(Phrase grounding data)
========================================

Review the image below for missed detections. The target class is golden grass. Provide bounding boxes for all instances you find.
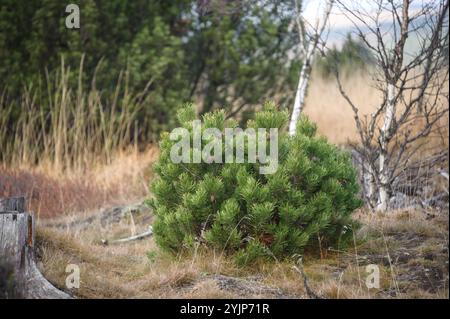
[0,57,146,173]
[0,57,162,218]
[0,147,158,218]
[36,206,449,299]
[304,71,382,144]
[304,70,449,152]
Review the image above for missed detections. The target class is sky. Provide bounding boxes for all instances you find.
[301,0,438,51]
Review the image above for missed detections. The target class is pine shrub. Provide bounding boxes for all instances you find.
[149,102,362,265]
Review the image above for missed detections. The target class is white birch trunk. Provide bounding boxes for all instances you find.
[377,83,396,211]
[289,47,314,136]
[364,163,377,208]
[289,0,334,136]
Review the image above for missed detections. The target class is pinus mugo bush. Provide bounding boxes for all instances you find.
[149,102,362,265]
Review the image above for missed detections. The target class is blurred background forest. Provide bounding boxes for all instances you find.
[1,0,299,162]
[0,0,373,166]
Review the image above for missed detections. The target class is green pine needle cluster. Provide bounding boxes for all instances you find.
[149,102,362,265]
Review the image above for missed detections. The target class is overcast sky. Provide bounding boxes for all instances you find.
[302,0,436,50]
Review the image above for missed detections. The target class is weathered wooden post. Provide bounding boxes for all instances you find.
[0,197,71,299]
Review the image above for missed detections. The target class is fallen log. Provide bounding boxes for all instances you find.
[0,197,71,299]
[101,226,153,245]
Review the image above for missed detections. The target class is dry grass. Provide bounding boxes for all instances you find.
[304,71,382,145]
[312,210,449,299]
[0,147,158,218]
[304,70,449,152]
[35,205,448,299]
[0,57,148,172]
[0,58,162,219]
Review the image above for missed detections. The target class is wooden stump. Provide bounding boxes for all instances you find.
[0,197,71,299]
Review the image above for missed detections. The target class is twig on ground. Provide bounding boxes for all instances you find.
[292,257,323,299]
[101,226,153,245]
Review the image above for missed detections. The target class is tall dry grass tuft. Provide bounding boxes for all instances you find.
[0,56,160,217]
[0,56,146,173]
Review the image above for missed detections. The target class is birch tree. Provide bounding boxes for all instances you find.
[289,0,335,136]
[335,0,449,211]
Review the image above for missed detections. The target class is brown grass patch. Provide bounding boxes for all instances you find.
[304,70,449,153]
[0,147,158,218]
[35,205,448,299]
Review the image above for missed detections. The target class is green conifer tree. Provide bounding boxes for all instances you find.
[149,102,362,265]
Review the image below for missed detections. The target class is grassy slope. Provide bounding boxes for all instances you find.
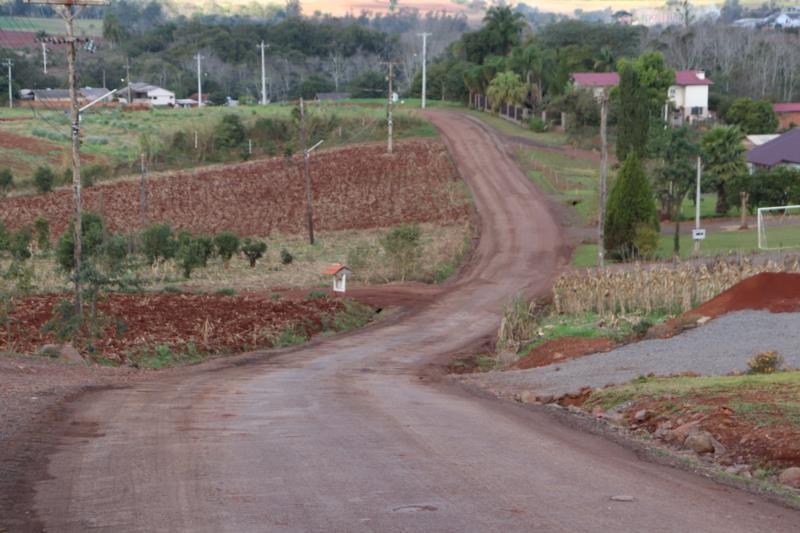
[0,16,102,36]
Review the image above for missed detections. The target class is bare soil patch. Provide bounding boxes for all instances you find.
[0,139,470,238]
[514,336,617,370]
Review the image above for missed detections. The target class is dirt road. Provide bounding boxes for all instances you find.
[11,111,799,532]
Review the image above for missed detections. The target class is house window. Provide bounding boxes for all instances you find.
[691,106,702,116]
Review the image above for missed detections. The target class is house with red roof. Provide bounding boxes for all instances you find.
[571,69,713,125]
[773,103,800,130]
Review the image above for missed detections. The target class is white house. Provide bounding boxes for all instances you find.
[122,82,175,107]
[774,12,800,27]
[667,71,713,125]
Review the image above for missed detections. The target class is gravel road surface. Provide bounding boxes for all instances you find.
[4,111,798,532]
[461,310,800,398]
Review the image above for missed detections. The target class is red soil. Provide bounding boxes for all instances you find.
[691,272,800,317]
[2,293,353,363]
[0,140,469,238]
[513,336,617,370]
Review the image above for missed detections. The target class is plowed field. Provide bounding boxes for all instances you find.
[2,292,351,363]
[0,140,469,238]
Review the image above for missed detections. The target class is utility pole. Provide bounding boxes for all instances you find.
[258,41,268,105]
[418,33,431,109]
[694,156,702,257]
[597,90,609,268]
[41,43,47,74]
[299,98,313,244]
[195,53,204,107]
[2,58,12,109]
[125,57,131,104]
[382,61,396,154]
[102,68,106,89]
[140,153,147,228]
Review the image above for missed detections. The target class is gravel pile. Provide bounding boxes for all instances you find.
[459,311,800,397]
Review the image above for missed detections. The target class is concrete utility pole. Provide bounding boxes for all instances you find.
[258,41,268,105]
[41,43,47,74]
[418,32,431,109]
[125,58,131,104]
[694,156,702,256]
[140,153,147,228]
[2,58,12,109]
[299,98,316,245]
[382,61,396,154]
[597,90,609,268]
[196,53,204,107]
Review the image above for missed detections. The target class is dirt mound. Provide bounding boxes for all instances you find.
[691,272,800,318]
[513,336,617,370]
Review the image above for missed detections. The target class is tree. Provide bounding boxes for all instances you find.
[214,114,246,149]
[241,238,267,267]
[141,223,177,265]
[483,5,527,56]
[175,236,205,279]
[56,213,106,271]
[33,165,55,193]
[615,62,649,160]
[285,0,302,18]
[724,98,779,134]
[629,52,675,118]
[214,231,240,265]
[0,168,12,196]
[102,13,127,47]
[486,71,526,112]
[700,126,747,215]
[720,0,743,22]
[604,152,659,258]
[382,223,422,282]
[34,217,50,252]
[348,70,385,98]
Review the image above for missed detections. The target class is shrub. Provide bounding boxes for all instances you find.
[632,224,658,258]
[0,168,13,195]
[56,212,106,271]
[0,221,9,251]
[9,226,33,260]
[141,223,177,264]
[195,235,215,267]
[747,351,784,374]
[175,236,205,279]
[241,238,267,267]
[306,290,328,300]
[604,152,659,259]
[214,231,240,264]
[81,163,110,188]
[529,116,547,132]
[33,165,55,193]
[381,223,422,282]
[215,114,246,149]
[216,287,236,296]
[34,217,50,251]
[280,248,294,265]
[97,234,129,272]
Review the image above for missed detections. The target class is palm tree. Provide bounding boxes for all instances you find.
[483,5,527,57]
[486,71,526,113]
[700,126,747,215]
[510,43,543,107]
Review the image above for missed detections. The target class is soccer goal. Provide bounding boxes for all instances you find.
[757,205,800,250]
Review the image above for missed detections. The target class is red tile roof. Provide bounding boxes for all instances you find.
[747,129,800,167]
[674,70,713,86]
[571,72,620,87]
[322,263,349,276]
[774,103,800,113]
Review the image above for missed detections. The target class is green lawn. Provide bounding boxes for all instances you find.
[676,193,740,220]
[462,108,568,147]
[0,16,102,36]
[572,223,800,267]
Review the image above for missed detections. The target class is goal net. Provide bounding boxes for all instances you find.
[757,205,800,250]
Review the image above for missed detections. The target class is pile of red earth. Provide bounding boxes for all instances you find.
[1,292,350,363]
[513,336,616,370]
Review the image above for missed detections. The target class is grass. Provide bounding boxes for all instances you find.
[677,193,739,220]
[0,222,473,294]
[0,16,102,36]
[571,223,800,267]
[462,108,568,147]
[585,371,800,413]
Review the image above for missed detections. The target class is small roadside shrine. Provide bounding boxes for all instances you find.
[322,263,352,294]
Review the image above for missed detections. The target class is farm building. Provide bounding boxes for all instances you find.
[774,103,800,130]
[122,83,175,107]
[189,93,210,105]
[30,87,114,108]
[747,128,800,171]
[571,70,713,124]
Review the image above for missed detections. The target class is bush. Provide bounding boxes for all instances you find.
[195,235,215,267]
[0,221,9,251]
[529,116,547,132]
[280,248,294,265]
[9,226,33,260]
[241,238,267,268]
[81,163,110,188]
[382,223,422,281]
[632,224,658,258]
[33,165,55,193]
[175,236,206,279]
[604,152,659,259]
[214,231,240,264]
[56,212,106,271]
[141,223,177,264]
[215,114,246,149]
[34,217,50,251]
[747,351,784,374]
[306,290,328,300]
[0,168,13,195]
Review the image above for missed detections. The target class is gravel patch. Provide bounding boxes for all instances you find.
[459,311,800,397]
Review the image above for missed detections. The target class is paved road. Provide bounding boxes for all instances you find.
[25,111,799,532]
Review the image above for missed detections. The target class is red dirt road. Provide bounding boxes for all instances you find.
[6,111,799,531]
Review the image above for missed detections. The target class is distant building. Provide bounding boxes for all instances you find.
[747,128,800,170]
[774,103,800,130]
[189,93,211,105]
[122,83,176,107]
[571,72,619,100]
[613,10,634,24]
[30,87,114,107]
[745,134,781,150]
[667,71,713,124]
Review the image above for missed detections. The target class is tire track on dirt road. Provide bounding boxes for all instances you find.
[10,110,800,532]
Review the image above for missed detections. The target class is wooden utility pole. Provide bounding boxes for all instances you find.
[382,61,396,154]
[299,98,314,244]
[2,58,12,109]
[597,90,609,268]
[125,57,131,104]
[140,153,147,228]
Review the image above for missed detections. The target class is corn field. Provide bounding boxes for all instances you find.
[554,256,800,317]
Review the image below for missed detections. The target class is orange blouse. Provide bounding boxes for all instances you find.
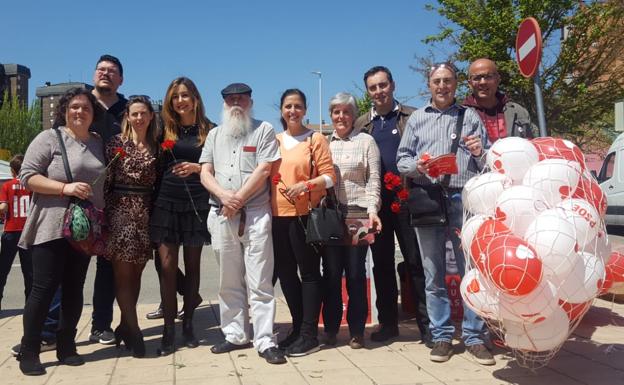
[270,131,336,217]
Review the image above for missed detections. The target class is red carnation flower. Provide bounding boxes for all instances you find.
[272,173,282,186]
[384,172,395,184]
[397,188,409,202]
[161,139,176,151]
[385,183,395,192]
[390,201,401,213]
[113,147,126,158]
[391,174,402,187]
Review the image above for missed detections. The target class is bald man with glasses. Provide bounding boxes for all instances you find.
[463,58,535,142]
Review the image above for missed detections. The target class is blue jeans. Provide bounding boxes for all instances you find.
[414,192,486,346]
[41,287,61,341]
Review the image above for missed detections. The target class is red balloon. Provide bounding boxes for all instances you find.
[470,219,511,273]
[485,234,543,296]
[573,177,607,217]
[531,137,586,170]
[599,267,614,295]
[559,300,591,322]
[606,251,624,283]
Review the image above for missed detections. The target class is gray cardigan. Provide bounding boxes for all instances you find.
[18,128,106,249]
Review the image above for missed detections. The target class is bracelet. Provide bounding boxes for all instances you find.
[60,183,66,197]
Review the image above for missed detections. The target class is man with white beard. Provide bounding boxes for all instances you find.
[199,83,285,364]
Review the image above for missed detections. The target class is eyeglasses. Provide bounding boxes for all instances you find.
[96,67,119,75]
[469,73,498,83]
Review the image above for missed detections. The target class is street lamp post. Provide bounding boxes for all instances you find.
[311,71,322,132]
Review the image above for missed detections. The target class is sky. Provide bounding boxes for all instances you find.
[1,0,452,130]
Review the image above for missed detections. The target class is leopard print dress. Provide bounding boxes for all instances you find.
[104,135,158,264]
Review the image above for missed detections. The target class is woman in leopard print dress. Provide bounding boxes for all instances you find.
[104,96,159,357]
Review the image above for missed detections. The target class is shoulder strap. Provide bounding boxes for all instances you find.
[442,107,465,188]
[54,128,73,183]
[308,133,315,204]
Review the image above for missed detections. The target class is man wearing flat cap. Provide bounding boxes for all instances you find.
[199,83,285,364]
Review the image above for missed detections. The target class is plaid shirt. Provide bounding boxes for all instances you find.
[329,129,381,214]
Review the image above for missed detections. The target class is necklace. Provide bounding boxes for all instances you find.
[181,124,197,135]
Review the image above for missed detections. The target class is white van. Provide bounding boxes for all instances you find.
[598,132,624,229]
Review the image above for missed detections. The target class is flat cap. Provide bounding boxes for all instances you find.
[221,83,252,98]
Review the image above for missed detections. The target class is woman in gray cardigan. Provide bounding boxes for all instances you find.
[17,88,105,376]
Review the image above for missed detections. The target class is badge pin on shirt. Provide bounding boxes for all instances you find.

========================================

[WHAT IS NEEDED]
Write out the lines from the one containing "woman in gray" through the last line of the records above. Include both of those lines and nothing else.

[PROBLEM SOLUTION]
Review the image above for missed detections. The target class is woman in gray cardigan. Provide bounding boxes for all instances you find.
[17,88,105,376]
Review the image above for missed detections. The target class is badge pin on shirt. Provide bounding boxes for all instances you find.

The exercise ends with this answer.